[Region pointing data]

■ ■ ■ ■ ■

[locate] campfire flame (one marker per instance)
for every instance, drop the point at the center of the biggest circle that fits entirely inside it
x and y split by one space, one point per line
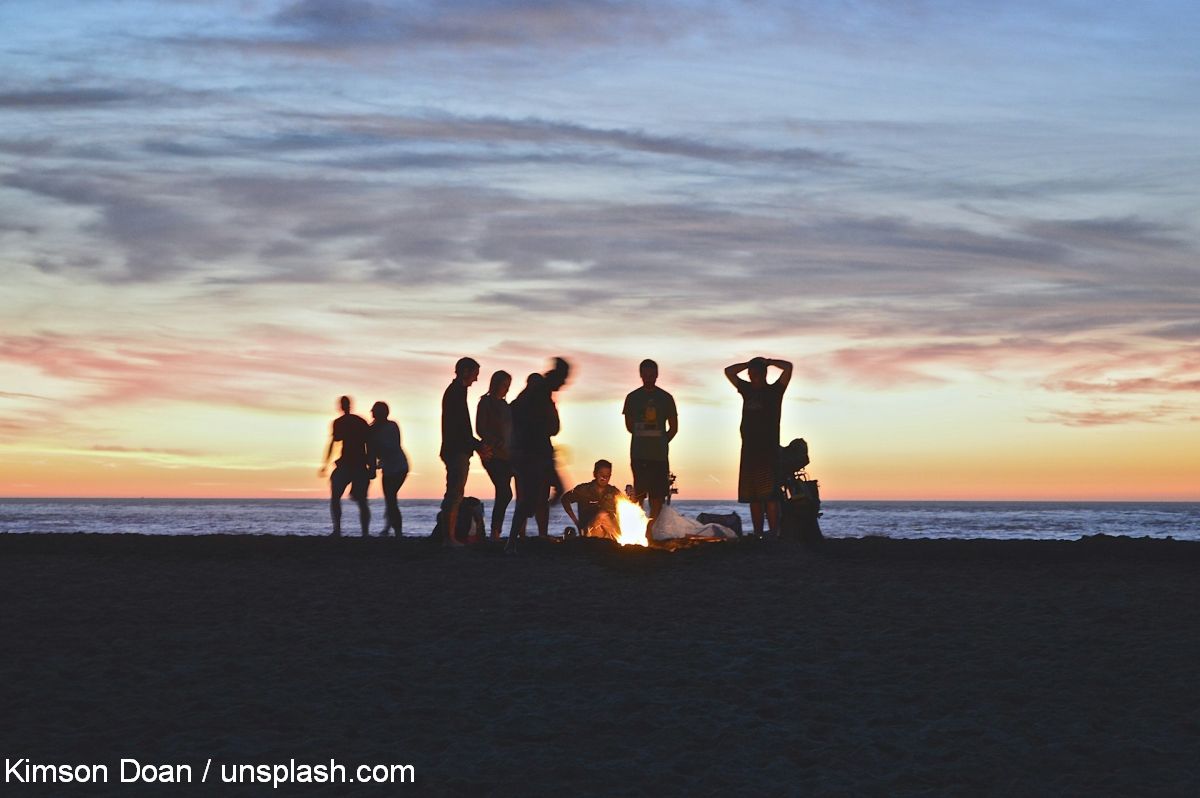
633 523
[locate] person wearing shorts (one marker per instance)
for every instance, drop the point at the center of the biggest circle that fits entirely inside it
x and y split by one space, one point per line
353 468
653 423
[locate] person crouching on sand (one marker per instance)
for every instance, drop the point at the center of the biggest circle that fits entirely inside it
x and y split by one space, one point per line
354 467
597 502
393 462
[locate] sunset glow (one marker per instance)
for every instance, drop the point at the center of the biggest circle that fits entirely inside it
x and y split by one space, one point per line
972 228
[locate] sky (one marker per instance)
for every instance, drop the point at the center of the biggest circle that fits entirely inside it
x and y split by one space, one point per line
972 227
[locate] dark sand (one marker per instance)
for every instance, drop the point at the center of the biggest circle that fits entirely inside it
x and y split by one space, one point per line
870 667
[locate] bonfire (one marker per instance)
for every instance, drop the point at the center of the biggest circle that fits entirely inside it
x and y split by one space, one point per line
631 523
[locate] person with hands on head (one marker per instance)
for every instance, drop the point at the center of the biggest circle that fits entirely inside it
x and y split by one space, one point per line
759 478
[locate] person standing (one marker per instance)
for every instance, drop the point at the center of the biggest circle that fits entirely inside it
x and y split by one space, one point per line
653 423
759 475
493 423
457 443
354 467
393 462
534 423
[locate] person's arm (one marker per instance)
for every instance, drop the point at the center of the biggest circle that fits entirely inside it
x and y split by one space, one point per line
485 421
731 372
786 367
372 454
329 451
568 498
329 454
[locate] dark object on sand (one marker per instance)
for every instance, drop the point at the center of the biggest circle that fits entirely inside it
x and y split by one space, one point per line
802 496
471 522
731 520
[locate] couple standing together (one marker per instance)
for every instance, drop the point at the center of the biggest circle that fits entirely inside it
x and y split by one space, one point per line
365 450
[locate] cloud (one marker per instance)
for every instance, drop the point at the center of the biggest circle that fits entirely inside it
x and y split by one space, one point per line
1108 232
1133 385
66 99
508 24
1101 418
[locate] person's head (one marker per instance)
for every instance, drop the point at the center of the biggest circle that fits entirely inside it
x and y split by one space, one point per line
466 371
649 372
499 384
757 371
557 376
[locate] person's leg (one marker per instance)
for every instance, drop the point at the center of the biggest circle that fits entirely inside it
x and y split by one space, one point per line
397 522
541 498
391 484
523 508
456 485
337 485
773 517
501 473
756 517
359 493
658 481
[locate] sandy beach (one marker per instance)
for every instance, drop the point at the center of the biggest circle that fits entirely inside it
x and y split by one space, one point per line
868 667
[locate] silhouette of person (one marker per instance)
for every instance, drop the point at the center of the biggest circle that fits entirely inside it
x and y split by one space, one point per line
759 478
653 423
354 467
393 462
457 443
597 502
534 421
493 424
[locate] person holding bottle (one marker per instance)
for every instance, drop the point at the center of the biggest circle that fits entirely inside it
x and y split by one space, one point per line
653 423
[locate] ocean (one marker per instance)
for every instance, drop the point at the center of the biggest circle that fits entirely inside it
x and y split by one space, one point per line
904 520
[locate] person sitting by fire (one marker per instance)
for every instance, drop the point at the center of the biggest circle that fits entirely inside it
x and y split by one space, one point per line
597 502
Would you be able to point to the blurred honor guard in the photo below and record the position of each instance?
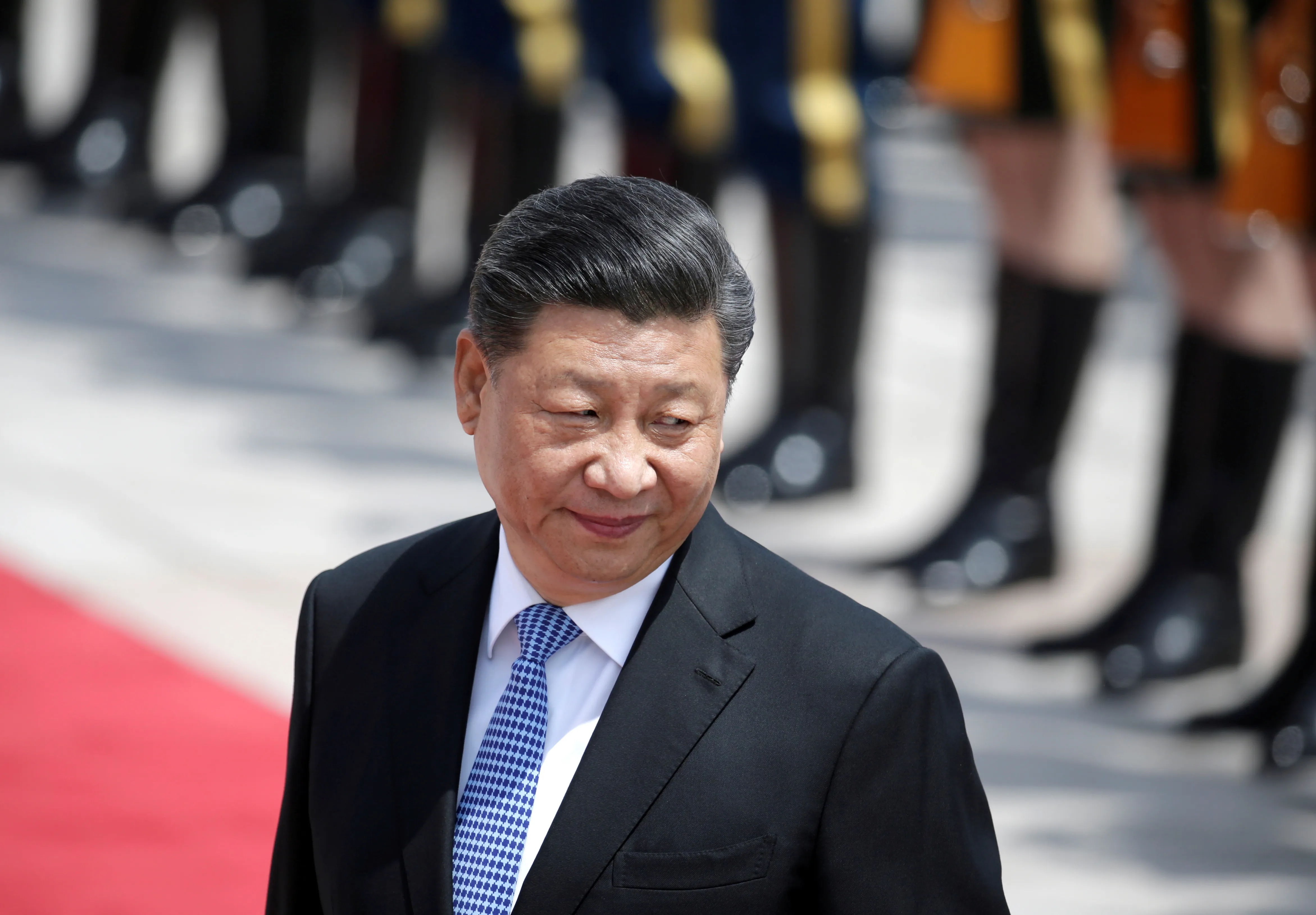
(799, 127)
(662, 62)
(518, 61)
(1221, 172)
(1276, 186)
(260, 192)
(1028, 78)
(99, 157)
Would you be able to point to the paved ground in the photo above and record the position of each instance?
(183, 453)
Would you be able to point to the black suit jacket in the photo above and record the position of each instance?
(769, 747)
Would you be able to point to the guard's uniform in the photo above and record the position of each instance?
(1181, 127)
(797, 66)
(1273, 185)
(662, 62)
(1016, 68)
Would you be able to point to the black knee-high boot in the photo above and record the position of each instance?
(1285, 711)
(103, 148)
(1003, 534)
(15, 136)
(1185, 615)
(822, 285)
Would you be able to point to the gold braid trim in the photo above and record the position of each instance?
(414, 23)
(827, 111)
(548, 45)
(690, 60)
(1077, 57)
(1231, 90)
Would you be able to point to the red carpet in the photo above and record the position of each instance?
(129, 785)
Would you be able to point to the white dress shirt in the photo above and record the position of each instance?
(581, 677)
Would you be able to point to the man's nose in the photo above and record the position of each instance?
(623, 468)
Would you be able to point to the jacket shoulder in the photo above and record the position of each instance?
(337, 594)
(834, 632)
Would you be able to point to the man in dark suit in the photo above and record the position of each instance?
(601, 698)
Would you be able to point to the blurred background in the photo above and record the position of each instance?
(1033, 285)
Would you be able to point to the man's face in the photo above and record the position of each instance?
(599, 443)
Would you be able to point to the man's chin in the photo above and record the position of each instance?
(601, 565)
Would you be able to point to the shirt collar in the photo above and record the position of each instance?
(611, 623)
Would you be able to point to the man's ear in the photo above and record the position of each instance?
(470, 376)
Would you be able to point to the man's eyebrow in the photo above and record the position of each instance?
(595, 384)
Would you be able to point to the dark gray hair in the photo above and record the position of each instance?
(631, 245)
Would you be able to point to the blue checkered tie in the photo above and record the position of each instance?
(495, 809)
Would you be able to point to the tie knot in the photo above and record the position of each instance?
(543, 630)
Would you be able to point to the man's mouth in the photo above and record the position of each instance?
(614, 529)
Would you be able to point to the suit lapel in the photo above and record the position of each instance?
(434, 667)
(640, 742)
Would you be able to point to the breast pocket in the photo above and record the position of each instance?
(694, 871)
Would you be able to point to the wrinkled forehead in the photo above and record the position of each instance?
(597, 348)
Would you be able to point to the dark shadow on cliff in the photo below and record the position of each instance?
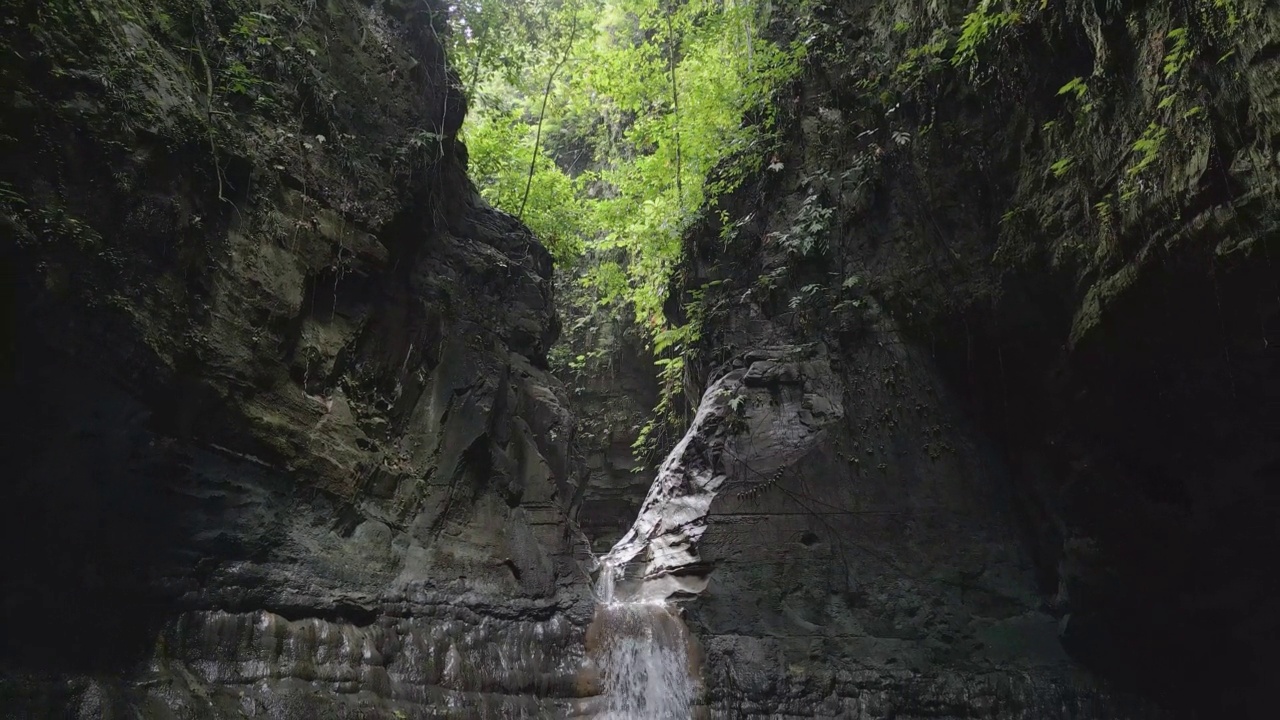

■ ■ ■ ■ ■

**GOAL OF THE EXERCISE**: Could you reproduce exactly the lines from the one containing "Would you be able to point to the blue" through the last line of the records, both included, leaving out the pictures?

**FINISHED EXERCISE**:
Would you be able to point to the blue checkered tie in the photo above and record the position of each instance?
(495, 809)
Would you be able to point to the tie knot in the photo above and record the position of each instance?
(543, 630)
Would you be able to point to the man's mouth in the photo above and record the position of each instance?
(614, 529)
Would you be able to point to the suit lapel in the photo above and record the position of each instance?
(434, 667)
(640, 742)
Would you be able to point to the breast pocket in the photo above and record the position of each instance?
(694, 871)
Would you be able to point to the wrinkled forehead in the photo above and record the position of each instance?
(597, 348)
Would you be able to point to the dark shadow on cliff in the photo below and record the position of each instance?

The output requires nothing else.